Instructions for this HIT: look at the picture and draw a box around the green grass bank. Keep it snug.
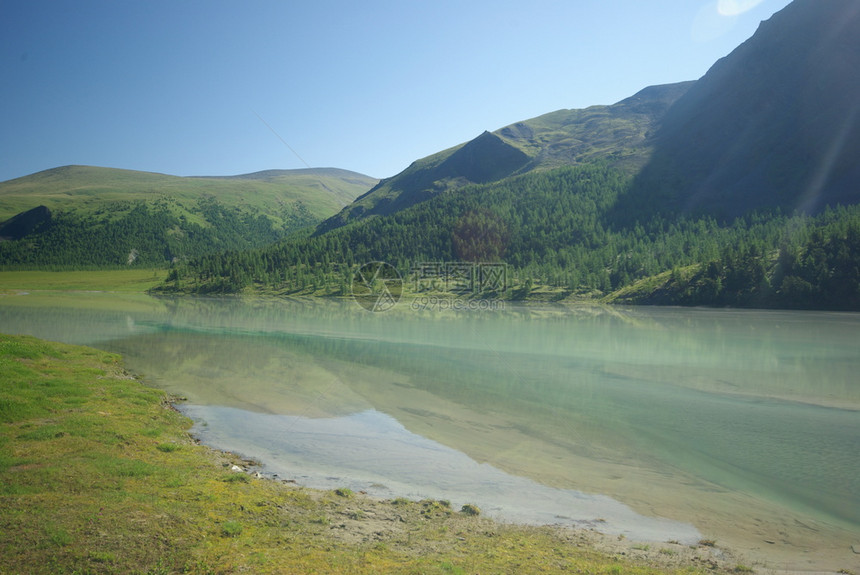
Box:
[0,335,737,575]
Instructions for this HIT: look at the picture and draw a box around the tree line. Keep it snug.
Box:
[158,164,860,309]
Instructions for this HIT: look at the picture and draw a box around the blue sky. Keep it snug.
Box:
[0,0,789,180]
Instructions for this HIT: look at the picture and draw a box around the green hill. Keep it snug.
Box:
[0,166,376,269]
[164,0,860,309]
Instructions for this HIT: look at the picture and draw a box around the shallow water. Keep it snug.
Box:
[0,294,860,567]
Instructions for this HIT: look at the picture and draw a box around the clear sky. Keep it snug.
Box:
[0,0,789,180]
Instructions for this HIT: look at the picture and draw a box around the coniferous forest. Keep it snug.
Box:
[158,165,860,309]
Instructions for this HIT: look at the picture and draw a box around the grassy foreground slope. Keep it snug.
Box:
[0,335,732,574]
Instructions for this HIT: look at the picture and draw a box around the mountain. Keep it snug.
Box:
[0,166,377,221]
[317,82,693,233]
[158,0,860,310]
[0,166,377,267]
[624,0,860,219]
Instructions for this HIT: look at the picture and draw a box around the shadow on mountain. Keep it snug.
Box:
[613,0,860,222]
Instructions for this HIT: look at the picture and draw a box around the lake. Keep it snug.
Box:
[0,293,860,569]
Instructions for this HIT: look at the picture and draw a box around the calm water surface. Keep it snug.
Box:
[0,294,860,567]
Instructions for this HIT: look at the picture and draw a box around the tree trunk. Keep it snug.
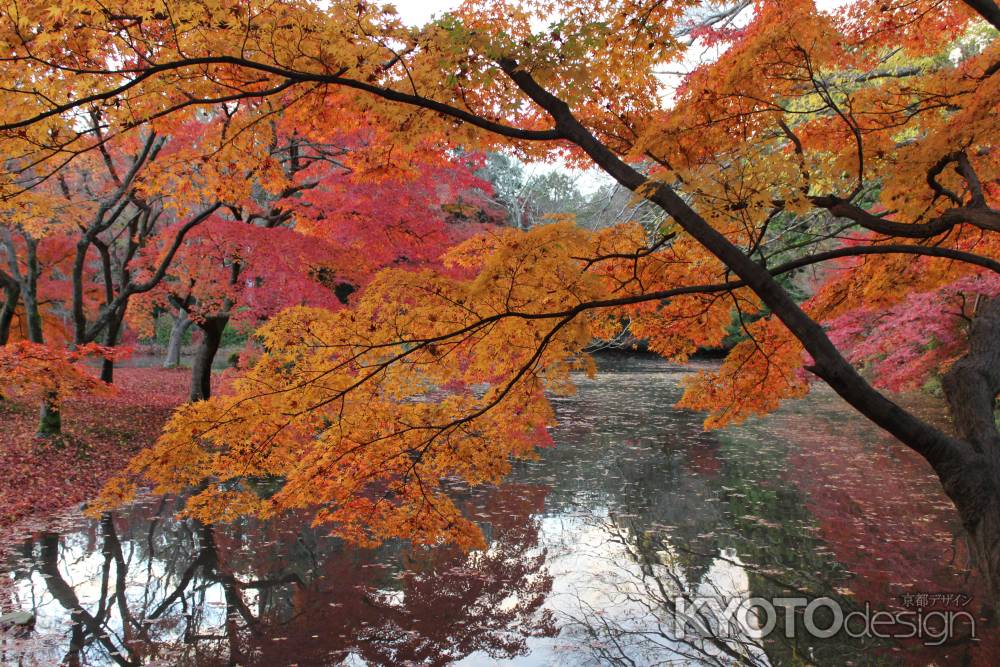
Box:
[21,237,62,437]
[0,280,21,345]
[163,308,191,368]
[101,311,125,384]
[38,394,62,438]
[189,315,229,403]
[942,297,1000,605]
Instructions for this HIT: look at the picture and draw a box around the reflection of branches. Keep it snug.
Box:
[5,485,555,667]
[563,508,766,667]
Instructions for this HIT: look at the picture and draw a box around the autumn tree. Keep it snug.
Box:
[0,0,1000,598]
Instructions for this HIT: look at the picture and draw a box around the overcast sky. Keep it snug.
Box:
[385,0,848,25]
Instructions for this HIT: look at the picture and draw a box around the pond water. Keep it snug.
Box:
[0,357,1000,666]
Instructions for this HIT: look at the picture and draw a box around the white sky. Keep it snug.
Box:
[384,0,850,193]
[385,0,849,25]
[385,0,461,25]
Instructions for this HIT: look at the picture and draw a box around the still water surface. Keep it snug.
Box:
[0,357,1000,666]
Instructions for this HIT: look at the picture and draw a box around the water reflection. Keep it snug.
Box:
[0,359,1000,665]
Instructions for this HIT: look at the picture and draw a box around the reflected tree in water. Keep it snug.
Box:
[0,485,556,667]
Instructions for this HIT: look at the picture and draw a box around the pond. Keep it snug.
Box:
[0,357,1000,666]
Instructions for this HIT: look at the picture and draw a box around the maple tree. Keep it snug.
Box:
[0,0,1000,594]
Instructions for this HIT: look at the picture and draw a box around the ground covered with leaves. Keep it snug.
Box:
[0,368,190,549]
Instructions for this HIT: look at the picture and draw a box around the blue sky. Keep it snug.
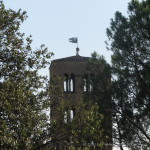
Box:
[4,0,130,75]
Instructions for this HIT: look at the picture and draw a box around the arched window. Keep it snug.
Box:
[70,110,74,121]
[70,73,75,92]
[64,73,75,92]
[64,111,68,123]
[83,74,88,92]
[89,74,94,92]
[64,73,69,92]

######

• [WRITTEN TASK]
Print every line above word for word, leaving out the pictures.

• [WRITTEN SOLUTION]
Instructions for this HIT: look at the picture and draw a box around the green grass bank. Keep it snug.
Box:
[0,335,737,575]
Instructions for this HIT: look at the picture and draw a box around the tree line. Keep it snug.
Box:
[158,164,860,309]
Instructions for this HIT: look at the picture and draw a box around the blue sky. Keep it snug.
Box:
[0,0,789,180]
Instructions for this HIT: look at the picture and draw a box around the green hill. Keep it snug.
Box:
[0,166,376,269]
[164,0,860,309]
Instructions for this HIT: look at the picture and draw a box around the shallow water. Keep it snug.
Box:
[0,294,860,567]
Instructions for this HIT: look at the picture and draw a box around the clear sky. Keep it snug.
Box:
[0,0,789,180]
Instructions for this HIT: look at the picture and draw a box around the coniferous forest. Keep it snug.
Box:
[158,165,860,309]
Instructions for this HIT: look at the picture and draw a box around the grassy foreground slope. Keep it snug.
Box:
[0,335,732,574]
Instructions for this HIT: look at the picture and draw a box around the mountain. Keep it snug.
Box:
[0,166,377,221]
[317,82,693,233]
[158,0,860,310]
[0,166,377,267]
[624,0,860,219]
Instructions for this HIT: look at the picture and draw a box around the shadow on mountain. Keep it snug.
Box:
[613,0,860,222]
Instructions for this HIT: look at the picture and draw a box around the lake. Keep it snug.
Box:
[0,293,860,569]
Instructions for this HIT: look at the picture and draw a box around the calm water surface. Keep it snug.
Box:
[0,294,860,567]
Instructions for this HIT: look at the picture and draw a box around the tree trunk. Keep it snug.
Box:
[21,237,62,437]
[0,280,21,345]
[163,308,191,368]
[101,311,125,384]
[38,394,62,438]
[189,315,229,403]
[942,297,1000,605]
Instructions for this HIT: look at the picture and draw a box around the reflection of branches. Keep it snug.
Box:
[5,485,555,667]
[563,508,766,667]
Instructions for this HIT: look at the picture and draw a box around the autumn tree. Keep it snug.
Box:
[0,0,1000,598]
Instructions for this HIT: look at the picture and draw a box around the overcast sky. Keep it snug.
Box:
[385,0,848,25]
Instructions for this HIT: look at the picture and draw a box around the pond water. Keep it snug.
Box:
[0,357,1000,666]
Instructions for this HIT: look at the picture and draw a box around the white sky. Keep it snug.
Box:
[384,0,850,193]
[385,0,849,25]
[385,0,461,25]
Instructions for this HIT: look at the picture and draw a box around the still water surface. Keep it snug.
Box:
[0,357,1000,666]
Instructions for this HIT: look at the picture and draw a box around the water reflection. Keep it snug.
Box:
[0,359,1000,665]
Instructions for this HIT: look at the picture and draw a box around the reflected tree in water. Keep it snug.
Box:
[0,485,556,667]
Instructions for this HIT: look at the picture and draw a box around the pond. Keep it snug.
Box:
[0,357,1000,666]
Instructions for this HIT: look at the picture and draw a box around the maple tree. Keep it snug.
Box:
[0,0,1000,594]
Instructions for this HIT: look at the picture and draw a box around the ground covered with leaves. Keep it snug.
Box:
[0,368,190,549]
Instructions for this HIT: look at the picture and draw a box around the blue sky. Keep it snug.
Box:
[4,0,130,75]
Instructions for this HIT: look at the picture and draw a box around the arched window. Keep it snug.
Box:
[70,110,74,121]
[70,73,75,92]
[64,73,75,92]
[64,111,68,123]
[83,74,88,92]
[89,74,94,92]
[64,73,69,92]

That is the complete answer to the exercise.